SUPPLIED PASSAGE |
-- Start --
Take two cases—what one says to an emerging artist and how a critic or curator assigns blame for trends in art and philosophy. Jed Perl attacks a new museum in Los Angeles, while a photography exhibition, too, fears for critical standards regarding contemporary art. In a related review, I ask what can go wrong when contemporary reviewers judge past masters, including a recent retrospective of J. M. W. Turner.

Why say more?

Almost single-handedly, Gustave Courbet popularized an idea that still grips art, the rebel who does what he pleases. Still, Courbet loved adulation, and the longer the encomium, the more he liked it. Maybe he did not invent the whole idea of art as personal expression—as about you and nothing else. Still, the idea is a historical development. Many academically trained artists never accepted it, then or now, and it may not have outlasted modern art intact. Courbet already knew that a strong artist's personality and an artist's statement can define a career, but he knew, too, why art takes words from others as well.

Faced with that student, I wanted to say more, because he so obviously needed more than just an answer: he needed reassurance. He needed to know that he could keep making art. He needed to hear that teachers can never fit his art into words or his creativity into a mold. Maybe they never can, but that handy truism hides way too much about art and creativity alike. It can also stand in the way of an artist's putting old habits aside and stale clichés.

Art is a public act. Sure, you can create alone, leave stuff in your closet, and tune out the world. But almost all artists intend all along that their work appear in public. And once you make that commitment, art has become a form of communication. Maybe it was all along, as long as you relied on media and styles that others have shared, but people will react, whether you care or not. If you ignore them, you may miss something about yourself as well.
-- End --
EXTRACTED DATA |
-- Start --
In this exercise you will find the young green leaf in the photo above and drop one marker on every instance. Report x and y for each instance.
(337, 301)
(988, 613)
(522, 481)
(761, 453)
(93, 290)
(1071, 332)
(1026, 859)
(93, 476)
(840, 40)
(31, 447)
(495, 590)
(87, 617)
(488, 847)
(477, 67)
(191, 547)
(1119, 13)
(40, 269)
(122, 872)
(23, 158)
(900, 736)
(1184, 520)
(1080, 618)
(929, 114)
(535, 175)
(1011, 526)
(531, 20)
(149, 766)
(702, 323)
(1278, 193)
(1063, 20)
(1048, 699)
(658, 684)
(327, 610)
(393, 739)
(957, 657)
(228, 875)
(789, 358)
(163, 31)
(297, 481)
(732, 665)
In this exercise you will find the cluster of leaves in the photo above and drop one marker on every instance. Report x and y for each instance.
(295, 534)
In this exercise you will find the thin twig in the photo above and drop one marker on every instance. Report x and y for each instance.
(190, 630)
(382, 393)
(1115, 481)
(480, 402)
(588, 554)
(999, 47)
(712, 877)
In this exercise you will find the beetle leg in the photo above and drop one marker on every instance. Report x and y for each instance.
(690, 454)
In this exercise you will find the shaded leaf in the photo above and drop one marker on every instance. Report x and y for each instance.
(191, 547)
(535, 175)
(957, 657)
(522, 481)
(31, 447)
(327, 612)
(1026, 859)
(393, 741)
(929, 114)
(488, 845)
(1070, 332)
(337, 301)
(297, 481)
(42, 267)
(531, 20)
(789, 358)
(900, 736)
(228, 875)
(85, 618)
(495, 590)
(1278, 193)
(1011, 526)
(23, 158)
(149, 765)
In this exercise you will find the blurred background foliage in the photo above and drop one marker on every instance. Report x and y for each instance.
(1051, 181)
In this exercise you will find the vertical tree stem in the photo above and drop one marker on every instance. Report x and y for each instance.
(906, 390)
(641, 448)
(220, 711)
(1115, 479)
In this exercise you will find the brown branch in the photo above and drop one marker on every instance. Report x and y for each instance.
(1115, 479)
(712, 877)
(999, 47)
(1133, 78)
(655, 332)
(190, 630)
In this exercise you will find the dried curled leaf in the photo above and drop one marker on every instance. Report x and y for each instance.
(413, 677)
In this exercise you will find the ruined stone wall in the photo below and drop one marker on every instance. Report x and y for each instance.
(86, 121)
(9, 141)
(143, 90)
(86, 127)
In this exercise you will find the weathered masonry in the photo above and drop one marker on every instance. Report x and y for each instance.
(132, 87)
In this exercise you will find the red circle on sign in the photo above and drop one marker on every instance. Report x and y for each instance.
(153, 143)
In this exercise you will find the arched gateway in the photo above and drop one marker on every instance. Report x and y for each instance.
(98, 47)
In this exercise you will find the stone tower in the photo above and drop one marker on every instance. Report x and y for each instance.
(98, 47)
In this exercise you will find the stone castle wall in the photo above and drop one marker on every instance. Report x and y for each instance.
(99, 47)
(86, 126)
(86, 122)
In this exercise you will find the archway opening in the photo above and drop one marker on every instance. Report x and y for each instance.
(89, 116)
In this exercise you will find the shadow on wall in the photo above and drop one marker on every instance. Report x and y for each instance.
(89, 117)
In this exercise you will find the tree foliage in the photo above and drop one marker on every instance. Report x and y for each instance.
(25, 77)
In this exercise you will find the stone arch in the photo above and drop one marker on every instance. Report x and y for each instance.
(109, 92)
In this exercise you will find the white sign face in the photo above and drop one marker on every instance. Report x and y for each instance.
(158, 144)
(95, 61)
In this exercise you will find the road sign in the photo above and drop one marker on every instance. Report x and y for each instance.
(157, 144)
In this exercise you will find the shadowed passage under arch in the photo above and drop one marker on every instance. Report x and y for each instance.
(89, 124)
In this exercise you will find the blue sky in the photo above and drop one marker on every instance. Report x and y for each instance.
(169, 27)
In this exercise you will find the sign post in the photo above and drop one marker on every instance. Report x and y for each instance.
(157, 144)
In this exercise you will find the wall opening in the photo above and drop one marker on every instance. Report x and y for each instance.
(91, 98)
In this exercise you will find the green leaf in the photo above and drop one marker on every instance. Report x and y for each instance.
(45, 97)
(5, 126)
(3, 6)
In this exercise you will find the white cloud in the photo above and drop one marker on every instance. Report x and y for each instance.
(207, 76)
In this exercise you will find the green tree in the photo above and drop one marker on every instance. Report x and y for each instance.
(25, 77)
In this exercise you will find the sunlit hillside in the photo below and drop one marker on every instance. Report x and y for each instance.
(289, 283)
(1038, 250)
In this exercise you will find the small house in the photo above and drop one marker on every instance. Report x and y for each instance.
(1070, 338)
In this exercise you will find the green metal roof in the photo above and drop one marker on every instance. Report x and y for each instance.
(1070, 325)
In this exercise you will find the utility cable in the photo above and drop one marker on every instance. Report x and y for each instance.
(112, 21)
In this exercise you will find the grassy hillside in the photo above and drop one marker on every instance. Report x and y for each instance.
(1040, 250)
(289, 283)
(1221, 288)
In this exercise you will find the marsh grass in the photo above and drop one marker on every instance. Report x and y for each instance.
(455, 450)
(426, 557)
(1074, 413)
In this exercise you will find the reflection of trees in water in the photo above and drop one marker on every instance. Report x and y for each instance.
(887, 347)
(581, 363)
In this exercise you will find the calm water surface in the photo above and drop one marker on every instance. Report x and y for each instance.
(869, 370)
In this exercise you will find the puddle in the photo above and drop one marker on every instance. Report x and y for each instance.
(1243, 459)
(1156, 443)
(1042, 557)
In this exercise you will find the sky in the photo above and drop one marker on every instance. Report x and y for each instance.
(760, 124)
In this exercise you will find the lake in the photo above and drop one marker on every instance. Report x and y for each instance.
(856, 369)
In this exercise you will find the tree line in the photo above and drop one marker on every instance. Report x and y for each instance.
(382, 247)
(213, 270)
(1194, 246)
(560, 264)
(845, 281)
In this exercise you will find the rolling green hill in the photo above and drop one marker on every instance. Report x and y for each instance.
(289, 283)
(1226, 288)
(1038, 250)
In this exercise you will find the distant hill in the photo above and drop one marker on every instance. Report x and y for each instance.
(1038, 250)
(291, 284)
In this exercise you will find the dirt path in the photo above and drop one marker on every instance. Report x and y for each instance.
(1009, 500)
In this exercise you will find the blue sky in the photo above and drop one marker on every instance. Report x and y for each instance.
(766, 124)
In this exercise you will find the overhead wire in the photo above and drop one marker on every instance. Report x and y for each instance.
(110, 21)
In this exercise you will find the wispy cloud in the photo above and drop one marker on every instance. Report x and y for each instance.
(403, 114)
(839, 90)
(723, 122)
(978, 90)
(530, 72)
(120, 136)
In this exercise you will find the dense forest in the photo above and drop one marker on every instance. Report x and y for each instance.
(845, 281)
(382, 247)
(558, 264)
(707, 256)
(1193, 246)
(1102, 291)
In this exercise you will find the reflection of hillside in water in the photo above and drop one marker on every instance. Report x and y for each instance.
-- End --
Extend the essay on artists, critics, and art as public communication, picking up after its final sentence.

How artists respond is up to them. It can depend on the own stage in their work. Maybe they need to work out some things on their own. Maybe they have too much confidence in their style and imagery. But have they broken through or fallen into a rut? Artists will have to answer for themselves, but consider the kinds of critic that they often do seek out.

There is the audience, when you just have to share what you are doing, because you can no longer keep it to yourself. There is the mentor. Some go to school or to older artists to learn something specific, about technique, or to network. A lucky few can remember a special relationship, the kind that told them something essential about themselves. Still others have had the good fortune to find equals, sharing some aims but contesting and provoking others. They may find them in bars or in school, in collectives or artist colonies, in collaborators or the studio down the hall.

Sol LeWitt was there to tell Eva Hesse just to "do it." Pablo Picasso and Georges Braque knew what they meant to each other, and who really wants Paul McCartney's solo music more than the Beatles? Robert Rauschenberg recalled Rauschenberg's friendship with Jasper Johns as almost an obligation to bring something new each day. One of the most underrated living artists, Dorothea Rockburne, met Rauschenberg at Black Mountain College. They recognized the creative importance of their relationship even though their art has almost zilch in common. (Rauschenberg named his son Chris, and she named her daughter Christine.)

Breaking the spell

Beyond the good times, artists may want to hear what strangers think, because it breaks the spell. It makes them ask themselves whether what they want to say comes across. It should make them ask whether it even comes from within, rather than parroting sources from Salvador Dalí to Spiderman. It reminds them of the wonderful things that they can do but did not consciously articulate to themselves.

Every artist talks about others as well. You may, for example, love a local artist and hate the 2008 Whitney Biennial, and I may or may not agree, but the artist and the curators could easily call us both stupid. The easy part is knowing when to ask questions. The hard part is remembering not to hide from the answers—or to write them off as some obscure academic rule book. It could mean never exhibiting at all.

This article just happens to come near the start of a new season, with more than enough bad art and bad judgments to go around. Depending on your biases or your mood, it may seem like one extended installation or like "anything goes." Some compare the lack of a breakthrough movement to an academy, with academics aplenty to set its rules with their arcane talk. Yet an academy implies quite the opposite—a uniform ideology and style. By the 1970s, as "Action Abstraction" at the Jewish Museum brought thrillingly to life this summer, abstraction and figuration fought to claim the rights to just that. And the bewildering, fluid range of styles and media that followed responded to what artists felt as stifling constraints. I do not know the future of art, but it will not come by turning off one's brains or by following the Republican party platform in disdaining "elites."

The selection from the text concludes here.